下にある、2011年のパイロットと女性脚本家についての記事を、最後の文の後から引き継いで書き進めてください。

### 提供文章
****
2011年、ドラマ界は女性脚本家が大健闘! 脚本家から考えるパイロットの傾向とは?

パイロットシーズンが到来し、各局新作シリーズが出そろった。今年、製作されたパイロットは計81本。昨年の66本に比べて本数も増えているが、それ以上に目立つのは女性脚本家またはクリエーターの存在だという。番組の企画を考え、脚本を各局に売り込むというパイロット製作の現場において、"脚本"はまさに製作決定の決め手となる。そして女性脚本家が増えた背景には、どうやらドラマをピックアップする局側の"求めるもの"が変わったことにありそうだ。

■昨年のパイロット不調が、女性脚本家の大躍進につながった!?

米Deadline.comが発表したレポートによると、昨年は女性脚本家にとって 最悪の年だったが、今年は一転して大躍進の年になったそうだ。
****
### 表示データ
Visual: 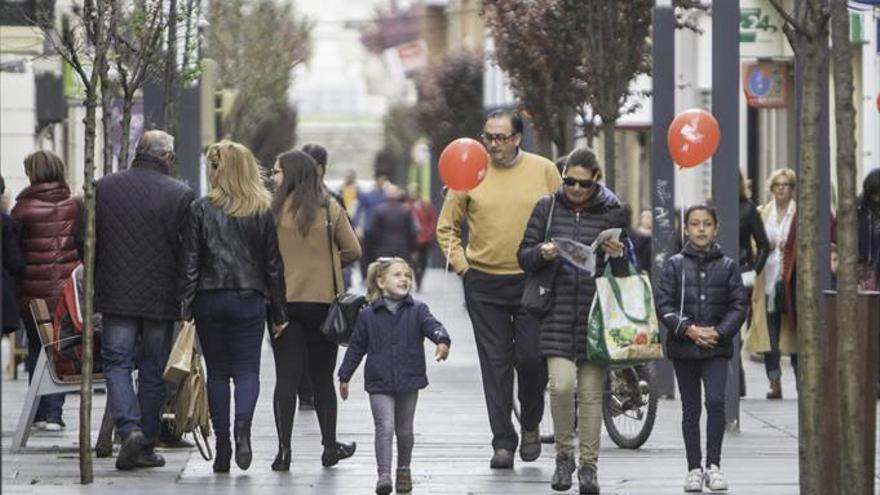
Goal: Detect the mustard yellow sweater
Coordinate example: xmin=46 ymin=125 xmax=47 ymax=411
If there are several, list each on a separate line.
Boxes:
****
### 実行結果
まず発表された数字によると、昨年の米4大ネットワーク局(CBS、NBC、ABC、FOX)のパイロットのうち、「女性単独ないし女性のみのチーム」、または「男女混合チーム」が執筆した作品は、パイロット総数(66本)の20%に過ぎなかったという。その内訳はドラマでは24%、コメディでは16%。さらに「女性単独ないし女性のみのチーム」が手がけたパイロットに絞ると、さらにぐっと数字が下がってわずか11%という結果になった。本数にすると約5本程度になり、ほとんど女性脚本家の出番がなかったということになる。つまり各局で1本あるか、ないかの数字だ。ただ例外だったのは、ティーン層向けの作品を得意とするCWで、6作品しかパイロットを製作しなかったとはいえ、その半数に女性脚本家の作品を選んでいた。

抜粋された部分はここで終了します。